● CO ZROBISZ
**A)** Sprawdź, czy poniższe stwierdzenia zgadzają się z tekstem o zabójstwie Marwana Issy: (i) Marwan Issa był zastępcą dowódcy wojskowego skrzydła Hamasu w Strefie Gazy; (ii) po pięciu miesiącach wojny Izrael pojmał najważniejszych członków organizacji rządzącej Strefą Gazy; (iii) zabójstwo Marwana Issy potwierdzili Amerykanie. Przy każdym odpowiedz „tak” lub „nie” i przytocz rozstrzygające słowa tekstu.
**B)** Kontynuuj tekst o zabójstwie Marwana Issy od miejsca, w którym się kończy.

● TREŚĆ DOKUMENTU
◆ ◆ ◆
Po pięciu miesiącach wojny Izraelowi nie udało się pojmać najważniejszych członków organizacji rządzącej Strefą Gazy.

Amerykanie potwierdzili zabójstwo Marwana Issy, zastępcy dowódcy wojskowego skrzydła Hamasu w Strefie Gazy. Mężczyzna był uznawany za trzecią najważniejszą postać w organizacji i mózg październikowego ataku na Izrael. – Reszta czołowych przywódców ukrywa się prawdopodobnie w zbudowanej pod enklawą sieci tuneli. Ich również dosięgnie sprawiedliwość. Pomagamy to zagwarantować – przekonywał doradca ds. bezpieczeństwa narodowego Stanów Zjednoczonych Jake Sullivan. Issa to najwyższy rangą przywódca Hamasu zabity w palestyńskiej enklawie od początku wojny. Izraelscy urzędnicy uznali to za przełom w kampanii mającej na celu wyeliminowanie przywództwa Hamasu w Strefie Gazy.
◆ ◆ ◆
Wyodrębnione wpisy
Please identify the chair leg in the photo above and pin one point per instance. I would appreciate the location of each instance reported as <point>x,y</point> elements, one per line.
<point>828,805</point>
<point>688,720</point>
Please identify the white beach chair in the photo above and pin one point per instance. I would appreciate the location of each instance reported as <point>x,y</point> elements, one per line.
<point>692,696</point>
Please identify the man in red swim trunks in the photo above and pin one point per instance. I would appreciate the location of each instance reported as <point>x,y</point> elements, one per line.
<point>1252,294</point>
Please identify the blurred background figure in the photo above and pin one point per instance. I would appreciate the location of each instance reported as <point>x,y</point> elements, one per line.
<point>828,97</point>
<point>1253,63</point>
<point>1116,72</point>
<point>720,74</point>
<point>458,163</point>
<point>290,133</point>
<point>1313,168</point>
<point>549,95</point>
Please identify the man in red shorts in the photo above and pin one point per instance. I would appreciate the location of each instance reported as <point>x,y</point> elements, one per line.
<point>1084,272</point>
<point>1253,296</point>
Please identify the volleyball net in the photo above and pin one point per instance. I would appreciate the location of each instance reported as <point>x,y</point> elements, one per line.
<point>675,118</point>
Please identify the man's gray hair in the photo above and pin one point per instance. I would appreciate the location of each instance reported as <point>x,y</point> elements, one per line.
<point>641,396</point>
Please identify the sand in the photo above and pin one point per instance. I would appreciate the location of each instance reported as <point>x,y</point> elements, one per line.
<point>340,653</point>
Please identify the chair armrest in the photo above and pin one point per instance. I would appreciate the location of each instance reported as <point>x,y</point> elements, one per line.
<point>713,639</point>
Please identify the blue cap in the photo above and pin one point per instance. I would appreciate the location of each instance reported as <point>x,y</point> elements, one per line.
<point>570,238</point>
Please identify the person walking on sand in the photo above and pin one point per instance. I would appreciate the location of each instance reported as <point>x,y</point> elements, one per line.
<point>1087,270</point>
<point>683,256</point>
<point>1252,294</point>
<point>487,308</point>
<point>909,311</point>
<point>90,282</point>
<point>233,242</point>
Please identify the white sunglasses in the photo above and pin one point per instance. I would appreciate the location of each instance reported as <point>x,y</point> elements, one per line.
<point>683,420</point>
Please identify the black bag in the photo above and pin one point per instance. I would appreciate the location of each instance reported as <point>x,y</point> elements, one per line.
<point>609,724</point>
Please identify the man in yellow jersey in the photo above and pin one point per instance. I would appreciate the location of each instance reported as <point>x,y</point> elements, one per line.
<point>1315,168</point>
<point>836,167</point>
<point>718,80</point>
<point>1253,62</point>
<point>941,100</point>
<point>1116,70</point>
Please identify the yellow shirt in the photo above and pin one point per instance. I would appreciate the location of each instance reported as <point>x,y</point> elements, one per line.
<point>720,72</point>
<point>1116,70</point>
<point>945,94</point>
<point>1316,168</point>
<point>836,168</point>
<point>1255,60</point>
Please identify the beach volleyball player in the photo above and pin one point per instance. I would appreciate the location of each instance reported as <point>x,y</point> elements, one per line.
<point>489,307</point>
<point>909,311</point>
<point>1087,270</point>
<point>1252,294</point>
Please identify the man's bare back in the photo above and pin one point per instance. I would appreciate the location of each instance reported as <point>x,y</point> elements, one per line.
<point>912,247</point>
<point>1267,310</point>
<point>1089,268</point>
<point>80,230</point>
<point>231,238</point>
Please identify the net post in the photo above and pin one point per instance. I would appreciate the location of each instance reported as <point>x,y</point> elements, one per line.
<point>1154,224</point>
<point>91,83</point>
◆ ◆ ◆
● ZESTAW ODPOWIEDZI
**A)**
(i) Tak: „Amerykanie potwierdzili zabójstwo Marwana Issy, zastępcy dowódcy wojskowego skrzydła Hamasu w Strefie Gazy”.
(ii) Nie: „Po pięciu miesiącach wojny Izraelowi nie udało się pojmać najważniejszych członków organizacji rządzącej Strefą Gazy”.
(iii) Tak: „Amerykanie potwierdzili zabójstwo Marwana Issy”.

**B)**
Eksperci ostrzegają jednak, że jego śmierć nie będzie miała znaczącego wpływu na strukturę organizacji. W przeszłości Izraelczycy zabijali już politycznych i wojskowych liderów, ale Hamas szybko znajdował następców. – Jeśli uda im się namierzyć i zabić Jahję as-Sinwara, szefa bojówki w enklawie, premier Binjamin Netanjahu będzie mógł przynajmniej ogłosić sukces polityczny. Ale nawet to nie oznaczałoby zwycięstwa nad Hamasem, który pozostanie aktywny – mówi DGP Michael Young z Carnegie Endowment for International Peace w Bejrucie. Jego zdaniem również dotychczasowe osiągnięcia Izraela trudno uznać za sukces. – Gdyby w ciągu ostatnich pięciu miesięcy walk izraelskie wojsko znacząco osłabiło Hamas, Netanjahu nie czułby dziś potrzeby przeprowadzenia ataku na Rafah – wskazuje ekspert. Potencjalna inwazja na położoną na granicy z Egiptem miejscowość, w której chroni się dziś ok. 1,4 mln Palestyńczyków, została uznana przez Zachód za czerwoną linię.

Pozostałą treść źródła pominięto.